= Description of the task =
For every line in the records below that holds "wall", make a copy.

= Source data =
_ _ _

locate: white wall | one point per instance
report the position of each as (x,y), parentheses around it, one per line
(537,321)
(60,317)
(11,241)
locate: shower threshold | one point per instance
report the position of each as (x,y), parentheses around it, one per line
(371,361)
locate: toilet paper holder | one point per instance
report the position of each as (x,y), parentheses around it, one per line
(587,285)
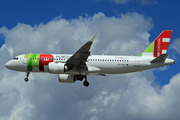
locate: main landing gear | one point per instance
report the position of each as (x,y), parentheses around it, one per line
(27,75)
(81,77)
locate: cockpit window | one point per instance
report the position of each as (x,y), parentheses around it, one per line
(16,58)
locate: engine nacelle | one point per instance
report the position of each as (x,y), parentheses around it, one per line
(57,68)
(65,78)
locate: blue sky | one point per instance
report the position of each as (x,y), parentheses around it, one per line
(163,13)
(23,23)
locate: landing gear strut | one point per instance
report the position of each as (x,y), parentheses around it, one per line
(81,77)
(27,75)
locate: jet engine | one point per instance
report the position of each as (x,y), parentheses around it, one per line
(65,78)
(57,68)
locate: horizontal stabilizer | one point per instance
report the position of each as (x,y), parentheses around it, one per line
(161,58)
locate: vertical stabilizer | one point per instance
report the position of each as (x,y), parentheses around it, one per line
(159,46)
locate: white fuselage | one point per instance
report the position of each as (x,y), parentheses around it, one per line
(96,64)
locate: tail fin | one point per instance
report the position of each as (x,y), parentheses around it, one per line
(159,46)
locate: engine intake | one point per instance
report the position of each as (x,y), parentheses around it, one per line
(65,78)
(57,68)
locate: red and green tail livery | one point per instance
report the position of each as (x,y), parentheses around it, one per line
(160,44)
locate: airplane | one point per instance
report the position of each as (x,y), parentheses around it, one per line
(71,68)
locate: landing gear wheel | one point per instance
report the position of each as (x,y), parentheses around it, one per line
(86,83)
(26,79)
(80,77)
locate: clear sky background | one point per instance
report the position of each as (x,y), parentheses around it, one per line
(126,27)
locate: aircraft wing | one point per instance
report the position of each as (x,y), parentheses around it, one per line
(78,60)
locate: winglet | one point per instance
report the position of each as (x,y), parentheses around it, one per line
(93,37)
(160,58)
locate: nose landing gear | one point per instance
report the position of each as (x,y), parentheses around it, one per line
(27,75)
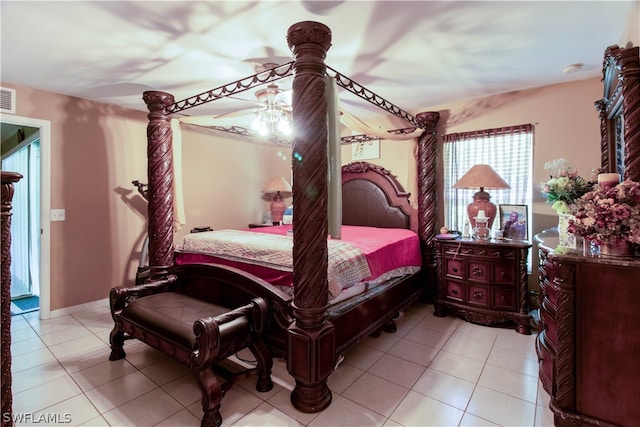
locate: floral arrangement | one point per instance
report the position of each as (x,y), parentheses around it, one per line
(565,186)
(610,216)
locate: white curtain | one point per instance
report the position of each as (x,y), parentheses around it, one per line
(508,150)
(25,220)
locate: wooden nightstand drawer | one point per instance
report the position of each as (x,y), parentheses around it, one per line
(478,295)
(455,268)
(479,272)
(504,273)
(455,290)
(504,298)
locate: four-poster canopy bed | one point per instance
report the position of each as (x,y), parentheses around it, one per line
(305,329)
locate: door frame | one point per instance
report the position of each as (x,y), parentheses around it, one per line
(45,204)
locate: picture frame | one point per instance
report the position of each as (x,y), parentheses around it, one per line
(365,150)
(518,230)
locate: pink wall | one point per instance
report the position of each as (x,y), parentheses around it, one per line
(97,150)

_ _ _

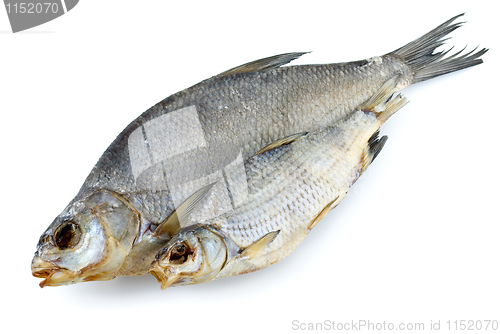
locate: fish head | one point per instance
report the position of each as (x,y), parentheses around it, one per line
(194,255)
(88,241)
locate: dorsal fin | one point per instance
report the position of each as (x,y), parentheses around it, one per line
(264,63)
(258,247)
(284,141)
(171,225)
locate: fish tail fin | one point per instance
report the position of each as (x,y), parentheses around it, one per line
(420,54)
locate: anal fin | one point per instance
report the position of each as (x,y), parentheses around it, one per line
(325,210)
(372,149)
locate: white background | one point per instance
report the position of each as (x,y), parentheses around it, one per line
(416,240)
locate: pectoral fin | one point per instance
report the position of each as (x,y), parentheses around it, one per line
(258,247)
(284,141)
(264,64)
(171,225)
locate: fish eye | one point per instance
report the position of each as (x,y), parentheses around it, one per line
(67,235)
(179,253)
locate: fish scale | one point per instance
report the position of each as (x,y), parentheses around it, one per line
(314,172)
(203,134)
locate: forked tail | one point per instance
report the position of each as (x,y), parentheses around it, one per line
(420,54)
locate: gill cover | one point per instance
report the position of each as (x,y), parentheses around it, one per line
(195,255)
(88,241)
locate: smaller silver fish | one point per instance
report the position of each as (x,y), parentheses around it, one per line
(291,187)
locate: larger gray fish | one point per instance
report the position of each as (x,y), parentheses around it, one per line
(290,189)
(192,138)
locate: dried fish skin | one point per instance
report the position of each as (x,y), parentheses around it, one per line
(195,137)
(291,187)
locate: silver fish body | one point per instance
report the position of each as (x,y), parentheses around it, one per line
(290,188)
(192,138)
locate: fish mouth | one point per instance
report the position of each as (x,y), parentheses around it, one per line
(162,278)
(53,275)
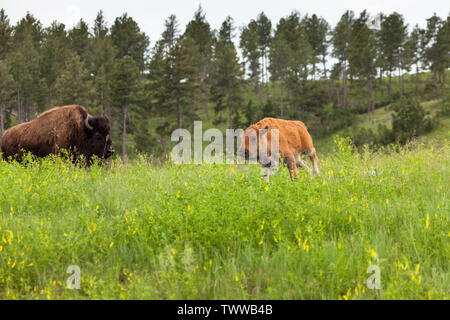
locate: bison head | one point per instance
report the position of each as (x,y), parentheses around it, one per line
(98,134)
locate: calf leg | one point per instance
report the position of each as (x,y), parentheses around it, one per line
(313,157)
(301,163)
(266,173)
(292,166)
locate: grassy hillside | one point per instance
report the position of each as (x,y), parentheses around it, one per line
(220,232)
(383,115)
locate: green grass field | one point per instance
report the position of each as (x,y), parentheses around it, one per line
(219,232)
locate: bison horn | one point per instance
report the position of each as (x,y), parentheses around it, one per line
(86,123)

_ _ _

= Result =
locate: white wall | one point per instance
locate: pink wall | one point per instance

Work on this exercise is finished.